■ **The request**
From the start of the entries through the line that contains "425;4;496;248", swap every "scan" for "search" and leave everything else unchanged.

___ Data lines

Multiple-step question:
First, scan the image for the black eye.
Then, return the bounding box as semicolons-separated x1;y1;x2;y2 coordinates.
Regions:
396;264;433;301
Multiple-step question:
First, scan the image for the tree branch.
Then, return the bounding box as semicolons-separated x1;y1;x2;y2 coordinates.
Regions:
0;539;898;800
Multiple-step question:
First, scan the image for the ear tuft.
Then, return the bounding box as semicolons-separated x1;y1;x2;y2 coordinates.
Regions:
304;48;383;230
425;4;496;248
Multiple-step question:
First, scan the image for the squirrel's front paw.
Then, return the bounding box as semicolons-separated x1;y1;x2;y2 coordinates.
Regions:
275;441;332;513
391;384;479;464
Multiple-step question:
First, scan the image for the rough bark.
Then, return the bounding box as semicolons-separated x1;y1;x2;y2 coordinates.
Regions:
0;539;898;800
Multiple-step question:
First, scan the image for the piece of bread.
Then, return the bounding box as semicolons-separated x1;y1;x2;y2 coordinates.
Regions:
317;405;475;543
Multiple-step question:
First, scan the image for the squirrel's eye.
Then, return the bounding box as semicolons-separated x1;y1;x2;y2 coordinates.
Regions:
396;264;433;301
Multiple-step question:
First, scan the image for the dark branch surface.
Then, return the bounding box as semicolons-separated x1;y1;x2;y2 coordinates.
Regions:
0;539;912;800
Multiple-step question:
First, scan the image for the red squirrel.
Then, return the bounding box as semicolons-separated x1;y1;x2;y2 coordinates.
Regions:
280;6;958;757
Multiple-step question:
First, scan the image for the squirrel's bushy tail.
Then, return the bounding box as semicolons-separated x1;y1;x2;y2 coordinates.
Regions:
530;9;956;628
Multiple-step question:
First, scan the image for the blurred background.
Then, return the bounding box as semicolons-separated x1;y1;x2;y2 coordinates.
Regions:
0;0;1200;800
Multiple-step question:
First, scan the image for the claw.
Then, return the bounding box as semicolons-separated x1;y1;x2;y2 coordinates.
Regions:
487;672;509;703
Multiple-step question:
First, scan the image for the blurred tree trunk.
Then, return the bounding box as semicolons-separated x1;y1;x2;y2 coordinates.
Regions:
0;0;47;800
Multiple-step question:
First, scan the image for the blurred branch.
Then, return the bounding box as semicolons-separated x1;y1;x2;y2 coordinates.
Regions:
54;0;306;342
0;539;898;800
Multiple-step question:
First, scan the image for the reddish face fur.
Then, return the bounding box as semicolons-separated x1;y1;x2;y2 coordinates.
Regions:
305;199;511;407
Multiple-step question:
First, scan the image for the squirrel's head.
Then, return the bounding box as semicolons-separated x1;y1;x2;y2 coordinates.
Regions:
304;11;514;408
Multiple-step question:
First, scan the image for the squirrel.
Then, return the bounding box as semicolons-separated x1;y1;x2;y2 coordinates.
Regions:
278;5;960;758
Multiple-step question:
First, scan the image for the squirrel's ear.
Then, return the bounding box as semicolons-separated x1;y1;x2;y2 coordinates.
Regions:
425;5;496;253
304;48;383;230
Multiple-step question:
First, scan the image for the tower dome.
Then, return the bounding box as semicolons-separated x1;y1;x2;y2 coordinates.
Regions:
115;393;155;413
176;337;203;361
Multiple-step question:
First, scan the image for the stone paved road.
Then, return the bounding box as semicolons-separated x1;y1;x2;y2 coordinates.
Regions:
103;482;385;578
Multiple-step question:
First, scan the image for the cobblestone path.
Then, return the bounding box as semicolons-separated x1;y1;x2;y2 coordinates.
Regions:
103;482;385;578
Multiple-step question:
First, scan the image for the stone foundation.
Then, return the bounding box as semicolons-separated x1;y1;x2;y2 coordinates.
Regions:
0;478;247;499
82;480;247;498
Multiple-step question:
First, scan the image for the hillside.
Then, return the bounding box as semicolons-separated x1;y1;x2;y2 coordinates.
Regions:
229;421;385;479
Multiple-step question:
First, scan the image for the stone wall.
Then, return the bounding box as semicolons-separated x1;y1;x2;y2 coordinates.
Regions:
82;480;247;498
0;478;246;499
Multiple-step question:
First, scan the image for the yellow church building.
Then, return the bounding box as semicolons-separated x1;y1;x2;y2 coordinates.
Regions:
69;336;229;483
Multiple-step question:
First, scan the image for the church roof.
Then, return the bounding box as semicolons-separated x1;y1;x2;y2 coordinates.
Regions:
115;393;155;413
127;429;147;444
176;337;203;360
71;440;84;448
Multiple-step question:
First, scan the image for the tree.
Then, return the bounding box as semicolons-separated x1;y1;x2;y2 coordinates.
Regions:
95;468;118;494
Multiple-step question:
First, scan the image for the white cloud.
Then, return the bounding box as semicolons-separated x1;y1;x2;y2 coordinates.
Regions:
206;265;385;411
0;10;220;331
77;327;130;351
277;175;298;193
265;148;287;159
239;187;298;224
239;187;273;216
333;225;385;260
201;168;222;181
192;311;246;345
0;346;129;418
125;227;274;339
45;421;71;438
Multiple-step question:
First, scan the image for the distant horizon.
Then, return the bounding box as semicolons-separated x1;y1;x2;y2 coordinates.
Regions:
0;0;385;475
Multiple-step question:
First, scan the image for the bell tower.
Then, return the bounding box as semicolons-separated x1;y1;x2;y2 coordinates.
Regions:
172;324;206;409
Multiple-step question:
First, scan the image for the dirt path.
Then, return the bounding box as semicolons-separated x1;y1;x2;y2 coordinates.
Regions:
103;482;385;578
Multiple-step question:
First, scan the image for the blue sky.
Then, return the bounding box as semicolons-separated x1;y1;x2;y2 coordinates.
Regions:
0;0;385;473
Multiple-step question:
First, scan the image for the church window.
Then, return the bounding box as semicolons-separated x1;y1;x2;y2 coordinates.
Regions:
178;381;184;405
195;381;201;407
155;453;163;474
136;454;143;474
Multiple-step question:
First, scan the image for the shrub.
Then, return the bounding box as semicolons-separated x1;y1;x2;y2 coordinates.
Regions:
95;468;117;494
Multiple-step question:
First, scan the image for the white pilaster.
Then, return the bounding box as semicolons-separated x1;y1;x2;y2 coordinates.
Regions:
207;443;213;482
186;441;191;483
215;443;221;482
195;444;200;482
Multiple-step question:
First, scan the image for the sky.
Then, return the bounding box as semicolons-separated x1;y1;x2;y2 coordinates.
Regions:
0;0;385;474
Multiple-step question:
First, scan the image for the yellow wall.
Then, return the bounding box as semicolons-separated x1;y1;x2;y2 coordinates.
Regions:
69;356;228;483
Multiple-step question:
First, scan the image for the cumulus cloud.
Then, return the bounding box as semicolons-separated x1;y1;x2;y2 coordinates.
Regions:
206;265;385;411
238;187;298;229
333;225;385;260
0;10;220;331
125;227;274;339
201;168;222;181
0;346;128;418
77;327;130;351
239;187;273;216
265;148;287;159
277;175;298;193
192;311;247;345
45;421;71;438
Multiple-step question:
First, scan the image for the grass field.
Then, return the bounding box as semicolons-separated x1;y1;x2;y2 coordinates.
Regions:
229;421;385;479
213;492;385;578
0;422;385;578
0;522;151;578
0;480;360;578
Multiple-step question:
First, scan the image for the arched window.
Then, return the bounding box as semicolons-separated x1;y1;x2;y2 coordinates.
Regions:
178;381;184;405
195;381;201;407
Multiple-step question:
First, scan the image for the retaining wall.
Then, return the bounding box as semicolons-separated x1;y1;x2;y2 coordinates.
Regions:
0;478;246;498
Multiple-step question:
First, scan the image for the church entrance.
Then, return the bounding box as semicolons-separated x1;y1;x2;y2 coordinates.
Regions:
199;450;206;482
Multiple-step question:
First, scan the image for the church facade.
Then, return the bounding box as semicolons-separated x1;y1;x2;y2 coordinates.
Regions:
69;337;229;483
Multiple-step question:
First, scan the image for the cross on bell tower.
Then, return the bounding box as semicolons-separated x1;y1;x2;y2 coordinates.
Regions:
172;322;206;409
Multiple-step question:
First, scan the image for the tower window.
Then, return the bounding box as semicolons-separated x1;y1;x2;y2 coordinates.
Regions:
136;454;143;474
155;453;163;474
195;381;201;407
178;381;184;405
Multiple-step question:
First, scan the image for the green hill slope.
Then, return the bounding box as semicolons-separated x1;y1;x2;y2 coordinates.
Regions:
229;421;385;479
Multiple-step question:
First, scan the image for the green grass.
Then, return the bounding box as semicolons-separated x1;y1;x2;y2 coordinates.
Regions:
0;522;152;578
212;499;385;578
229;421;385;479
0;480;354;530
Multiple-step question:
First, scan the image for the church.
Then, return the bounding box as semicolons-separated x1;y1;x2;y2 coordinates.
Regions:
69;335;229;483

______

■ **Correct answer**
Multiple-step question:
First, search the image for the black eye.
Then, return the bounding box as semicolons-separated x1;y1;x2;y2 coordinates.
Regions:
396;264;433;301
Multiple-step question:
First, search the image for the tree branch.
Then, return the bounding box as semicolons-separated x1;y1;x2;y2 coordinates.
Regions:
0;539;898;800
Multiple-step question:
First, search the image for the ear tuft.
Then, return the bounding box as semicolons-separated x1;y1;x2;y2 coordinates.
Regions:
304;48;383;230
425;4;496;248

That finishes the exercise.